Swap "photograph" for "image" everywhere it appears in the rows below, keep everything else the same, and leave the pictures out of your answer.

[start of INPUT RECORDS]

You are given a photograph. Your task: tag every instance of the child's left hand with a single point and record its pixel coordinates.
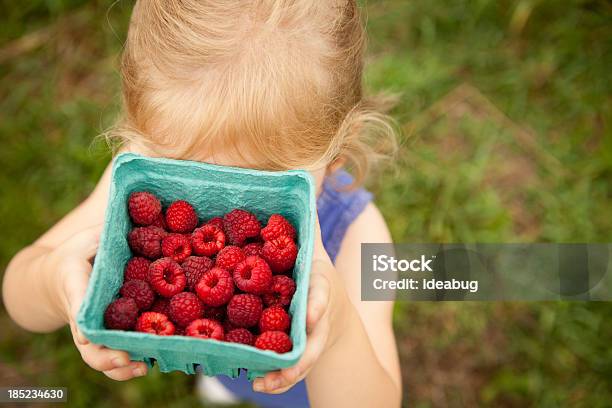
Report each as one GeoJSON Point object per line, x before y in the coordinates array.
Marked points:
{"type": "Point", "coordinates": [327, 300]}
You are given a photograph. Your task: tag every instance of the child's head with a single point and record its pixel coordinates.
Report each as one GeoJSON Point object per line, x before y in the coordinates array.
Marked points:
{"type": "Point", "coordinates": [265, 84]}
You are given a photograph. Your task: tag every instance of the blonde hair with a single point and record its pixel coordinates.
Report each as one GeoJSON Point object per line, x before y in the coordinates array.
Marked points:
{"type": "Point", "coordinates": [276, 82]}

[end of INPUT RECORDS]

COMPLETED EXERCISE:
You are given a image. Your task: tag every instance of the child's left hand with a single point and record its pixel coordinates.
Report each as one GeoJSON Point object per line, x before y in the coordinates array.
Marked points:
{"type": "Point", "coordinates": [327, 300]}
You are given a image. Your task: tag every instance of the child's head with a single point and record its pixel coordinates.
Report each as one GeoJSON Point object per line, x before y in the coordinates array.
Marked points:
{"type": "Point", "coordinates": [265, 84]}
You are given a image. Your task: tag every instance of the blonde hair with a single point and record its pixel coordinates.
Report each as one GeoJSON Point object per line, x before y in the coordinates array.
Marked points:
{"type": "Point", "coordinates": [276, 82]}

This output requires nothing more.